(Saved data entries)

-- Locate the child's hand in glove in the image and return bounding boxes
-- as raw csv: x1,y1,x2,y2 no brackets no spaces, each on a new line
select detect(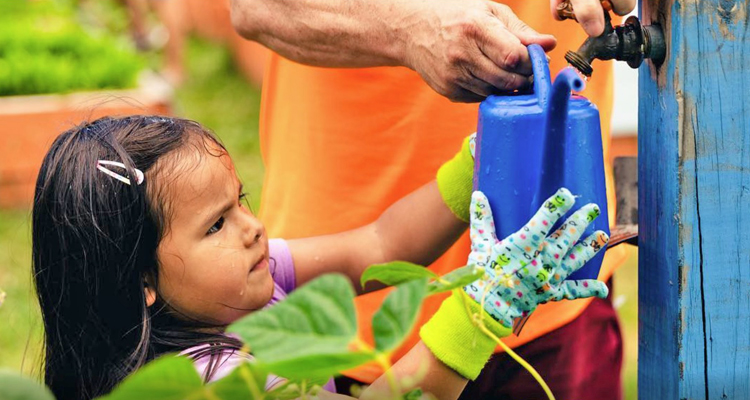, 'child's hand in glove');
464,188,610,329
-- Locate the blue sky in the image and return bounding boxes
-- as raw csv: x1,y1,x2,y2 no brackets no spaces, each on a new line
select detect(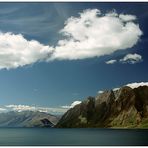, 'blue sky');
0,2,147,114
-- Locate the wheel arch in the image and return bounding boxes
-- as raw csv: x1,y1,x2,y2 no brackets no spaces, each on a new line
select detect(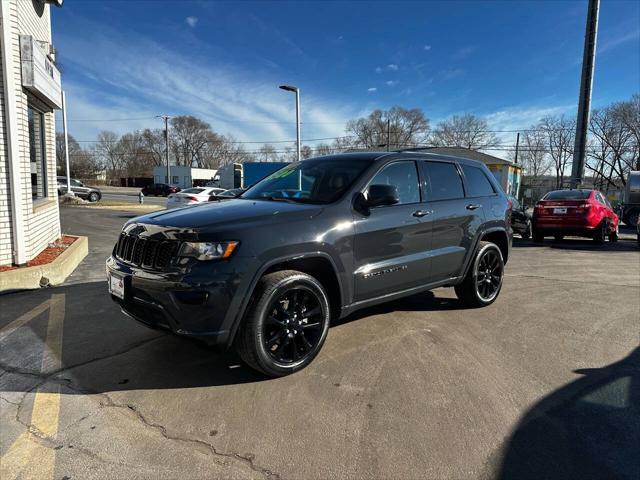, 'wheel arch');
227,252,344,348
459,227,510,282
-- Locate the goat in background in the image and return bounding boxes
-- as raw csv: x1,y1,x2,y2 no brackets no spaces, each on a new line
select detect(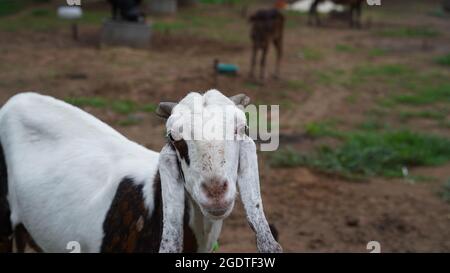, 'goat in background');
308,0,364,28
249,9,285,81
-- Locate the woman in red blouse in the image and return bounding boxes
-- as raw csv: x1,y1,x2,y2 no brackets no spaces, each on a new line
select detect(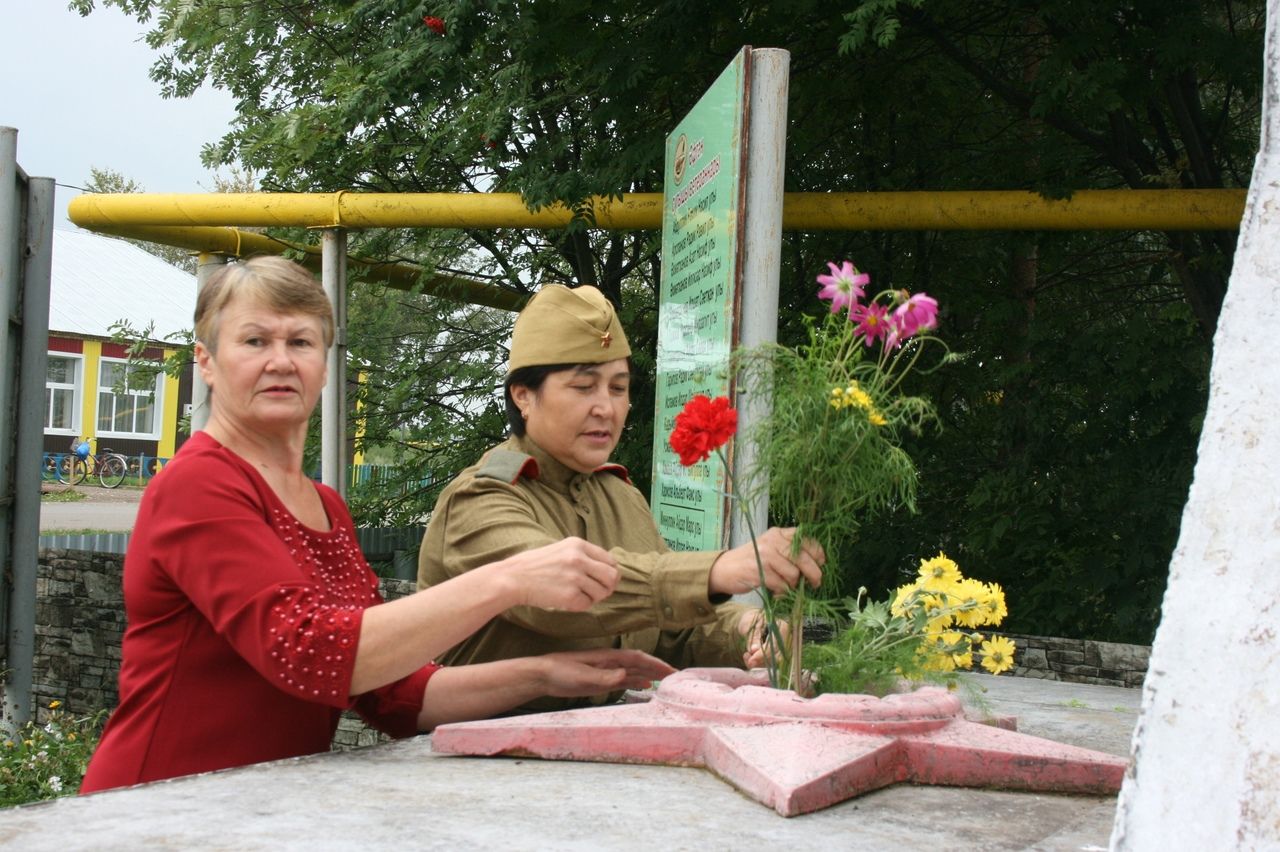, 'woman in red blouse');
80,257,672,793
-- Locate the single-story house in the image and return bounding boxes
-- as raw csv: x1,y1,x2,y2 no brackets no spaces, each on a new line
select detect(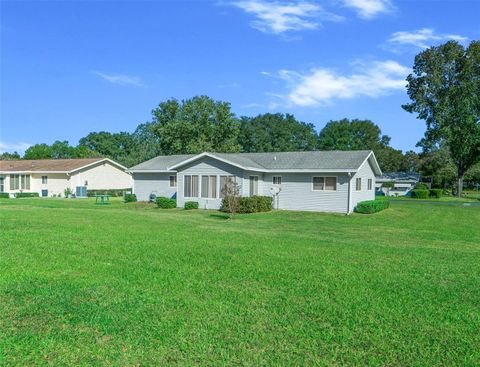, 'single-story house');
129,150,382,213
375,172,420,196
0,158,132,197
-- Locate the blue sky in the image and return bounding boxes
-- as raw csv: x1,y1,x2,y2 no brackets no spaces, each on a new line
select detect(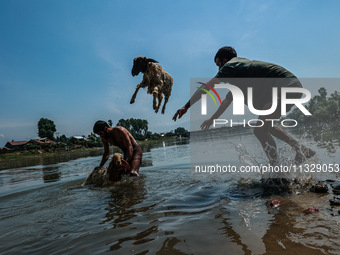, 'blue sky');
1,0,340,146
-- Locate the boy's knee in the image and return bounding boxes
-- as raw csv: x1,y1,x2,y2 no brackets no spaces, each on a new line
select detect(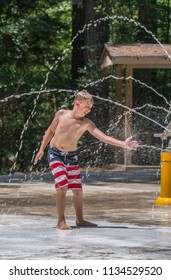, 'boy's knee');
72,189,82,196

| Aim of the task |
Search the data for "bounding". Copy each line that has it.

| Result below |
-- Locate the child's hand in glove in the image and return bounding boxes
-- Locate the blue sky in the image and return bounding boxes
-- Locate the wheel arch in the image and return bounding boxes
-- Locate the goat in background in the image and return bounding boxes
-- Locate the woman in red blouse in the image and return bounding boxes
-- Locate the single-story house in the image and return bounding boxes
-- Locate the blue sky in the image and return bounding boxes
-- Locate the boy's knee in the image and return bounding boxes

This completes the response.